### [Source passage]

◆ ◆ ◆ ◆ ◆ ◆ ◆

Many secondary schools were unable to accommodate the new 5th year students. The solution to the problem was to construct new buildings (often referred to as "ROSLA Buildings" or "ROSLA Blocks") for the schools  that needed to extend their capacity. This provided the space to cope with the new cohort of ROSLA students. The ROSLA Buildings were delivered to schools in self assembly packs and were not intended to stand long-term, though some have proven to have stood much longer than was initially planned and were still in use in the 2010s.

Primary schools
The 1967 Plowden Report advocated a more child-centred approach to primary education, and also supported the introduction of middle schools. While many of the report's recommendations were never implemented, primary schools began to move away from rote learning in the late 1960s and 1970s.

Apprenticeships
High technology industry (Aerospace, Nuclear, Oil & Gas, Automotive, Power Generation and Distribution etc.) trained its professional engineers via the advanced apprenticeship system of learning – usually a 5-year process. The higher Apprenticeship framework in the 1950s, 60s and 70s was designed to allow young people (16 years) an alternative path to A Levels to achieve an academic qualification at level 4 or 5 NVQ (National Vocational Qualification).   The Higher Apprenticeship Framework was open to young people who had a minimum of 4 GCE "O" Levels to enrol in an Ordinary National Certificate or Diploma or a City & Guilds technician course.  For advanced engineering apprenticeships "O" Levels had to include Mathematics, Physics, and English language. The advanced apprenticeship framework's purpose was to provide a supply of young people seeking to enter work-based learning via apprenticeships by offering structured high value learning and transferable skills and knowledge. These apprenticeships were enabled by linking industry with local technical colleges and professional Engineering Institutions.

The Advanced Apprenticeship Framework offered clear pathways and outcomes that addressed the issues facing the industry.  This system was in place since the 1950s.  The system provided young people with an alternative to staying in full-time education beyond 16/18 to gain pure academic qualifications without work-based learning.  The Advanced Apprenticeships of the 1950s, 60s and 70s provided the necessary preparation towards Engineering Technician, Technician Engineer or Chartered Engineer registration. Apprentices undertook a variety of job roles in numerous technical functions to assist the work of engineers, in the design, development, manufacture and maintenance of production system.

Industry Training Boards (ITBs) were introduced by the Industrial Training Act (1964 and amended 1982), requiring employers in a number of sectors to pay a training levy to their industry training board or apply a similar sum to the provision of training to their employees.  Later phased out, the Construction Industry Training Board survives (as of 2018).

In modern times, apprenticeship became less important, especially as employment in heavy industry and artisan trades has declined since the 1980s. Traditional apprenticeships reached their lowest point in the 1980s: by that time, training programmes were rare and people who were apprentices learned mainly by example.

◆ ◆ ◆ ◆ ◆ ◆ ◆

### [Listing]
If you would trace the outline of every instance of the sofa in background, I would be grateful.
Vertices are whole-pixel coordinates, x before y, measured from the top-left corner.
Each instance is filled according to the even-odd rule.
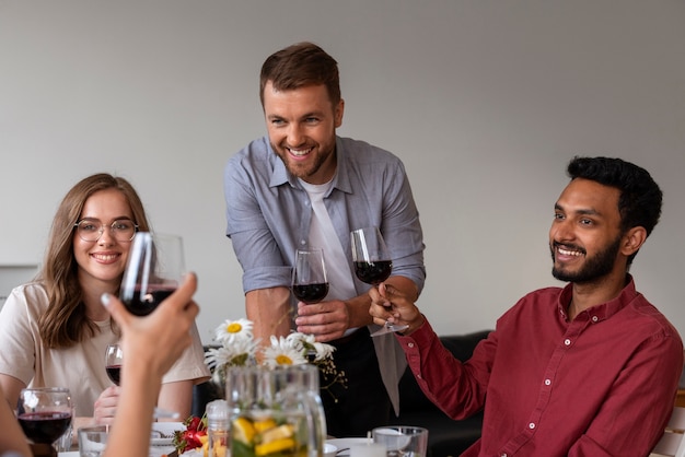
[[[471,358],[476,344],[489,332],[490,330],[480,330],[473,333],[442,336],[440,340],[456,359],[466,361]],[[205,351],[209,348],[205,347]],[[221,396],[222,389],[211,380],[196,385],[193,391],[193,415],[201,417],[207,403]],[[427,457],[458,456],[480,437],[483,413],[462,421],[450,419],[426,398],[414,374],[407,367],[399,380],[399,417],[394,419],[394,422],[399,425],[428,429]]]
[[[473,333],[441,336],[442,344],[461,360],[471,358],[476,344],[490,330]],[[483,412],[468,419],[455,421],[436,407],[421,391],[414,374],[407,371],[399,380],[398,425],[416,425],[428,429],[428,457],[458,456],[480,437]]]

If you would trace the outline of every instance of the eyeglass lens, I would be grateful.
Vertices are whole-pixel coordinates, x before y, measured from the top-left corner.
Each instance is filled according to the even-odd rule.
[[[83,220],[77,223],[77,232],[84,242],[96,242],[100,239],[107,225],[95,220]],[[136,224],[128,219],[119,219],[108,226],[109,234],[117,242],[130,242],[136,235]]]

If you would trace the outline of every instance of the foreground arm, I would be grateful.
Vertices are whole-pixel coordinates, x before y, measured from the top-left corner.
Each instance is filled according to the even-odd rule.
[[[10,405],[4,400],[4,394],[0,387],[0,454],[13,450],[19,453],[22,457],[31,457],[31,449],[28,448],[28,442],[24,436],[14,412],[10,408]]]
[[[183,285],[146,317],[132,316],[114,296],[103,297],[121,328],[121,385],[126,386],[121,388],[105,457],[148,456],[162,376],[191,342],[189,329],[199,310],[193,302],[196,289],[197,279],[187,276]],[[126,356],[133,352],[136,356]]]

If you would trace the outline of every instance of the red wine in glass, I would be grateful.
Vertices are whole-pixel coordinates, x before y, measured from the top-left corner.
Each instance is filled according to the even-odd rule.
[[[328,295],[324,251],[318,248],[295,250],[292,269],[292,294],[306,304],[318,303]]]
[[[138,232],[128,253],[119,298],[136,316],[147,316],[174,293],[184,273],[183,239]]]
[[[121,365],[105,366],[107,377],[117,386],[121,385]]]
[[[71,395],[61,387],[25,388],[19,395],[16,420],[35,444],[55,443],[71,425]]]
[[[123,300],[126,308],[136,316],[147,316],[152,313],[156,306],[162,303],[169,295],[176,291],[173,289],[153,289],[151,285],[146,292],[142,292],[140,288],[133,290],[133,295]],[[163,285],[159,288],[164,288]]]
[[[353,230],[350,233],[350,243],[352,245],[355,274],[360,281],[378,286],[390,278],[393,271],[393,261],[379,227]],[[400,326],[385,321],[383,328],[374,331],[371,336],[378,337],[393,331],[402,331],[407,327],[406,325]]]
[[[124,351],[119,344],[109,344],[105,350],[105,372],[107,377],[117,386],[121,385],[121,364]]]
[[[34,443],[53,444],[69,429],[70,412],[24,412],[16,417],[24,434]]]

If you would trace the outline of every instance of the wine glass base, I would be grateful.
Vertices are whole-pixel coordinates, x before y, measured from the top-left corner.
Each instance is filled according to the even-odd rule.
[[[396,325],[392,325],[392,324],[385,324],[383,326],[383,328],[374,331],[373,333],[371,333],[372,337],[380,337],[381,335],[385,335],[385,333],[394,333],[396,331],[402,331],[402,330],[406,330],[408,329],[409,326],[396,326]]]

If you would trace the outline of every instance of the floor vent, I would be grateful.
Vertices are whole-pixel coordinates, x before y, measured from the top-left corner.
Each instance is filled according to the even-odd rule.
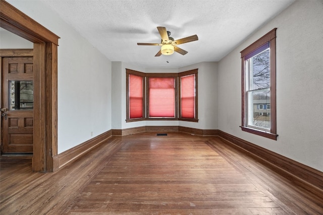
[[[157,133],[157,136],[167,136],[167,133]]]

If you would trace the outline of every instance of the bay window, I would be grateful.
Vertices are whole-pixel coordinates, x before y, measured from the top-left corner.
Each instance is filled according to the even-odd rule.
[[[276,31],[274,29],[241,52],[241,128],[275,140]]]
[[[179,74],[126,69],[126,76],[127,122],[198,121],[197,69]]]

◆ ◆ ◆ ◆ ◆ ◆ ◆

### [To be done]
1. Return each line of the listing that contains the string "wine". Case counts.
2. Extend the passage about schools and apprenticeships, picking up right after its last sentence.

### [Outputs by task]
1.
If you would trace the outline of every instance of the red wine in glass, I would be grateful.
If you would trace the outline of every instance of the wine glass base, I would be grateful.

2.
Conservative governments, from 1979 to 1997
Following the 1979 General Election, the Conservative Party regained power under Margaret Thatcher. In the early period it made two main changes:

 New Vocationalism was expanded (Labour had made some small efforts beforehand, but the Conservatives expanded it considerably).  This was seen as an effort to reduce the high youth unemployment, which was regarded as one of the causes of the sporadic rioting at the end of the seventies. The Youth Opportunities Programme was the main scheme, offered to 16- to 18-year-olds. It had been introduced in 1978 under the Labour government of James Callaghan, was expanded in 1980 under the Conservative government of Margaret Thatcher, and ran until 1983 when it was replaced by the Youth Training Scheme.
 The Assisted Places Scheme was introduced in 1980, whereby gifted children who could not afford to go to fee-paying schools would be given free places in those schools if they could pass the school's entrance exam.

In 1986, National Vocational Qualifications (NVQs) were introduced, in an attempt to revitalise vocational training. Still, by 1990, apprenticeship took up only two-thirds of one percent of total employment.

The Education Reform Act of 1988
The 1988 Education Reform Act made considerable changes to the education system.  These changes were aimed at creating a 'market' in education with schools competing with each other for 'customers' (pupils). The theory was that "bad" schools would lose pupils to the "good" schools and either have to improve, reduce in capacity or close.

The reforms included the following:

 The National Curriculum was introduced, which made it compulsory for schools to teach certain subjects and syllabuses. Previously the choice of subjects had been up to the school.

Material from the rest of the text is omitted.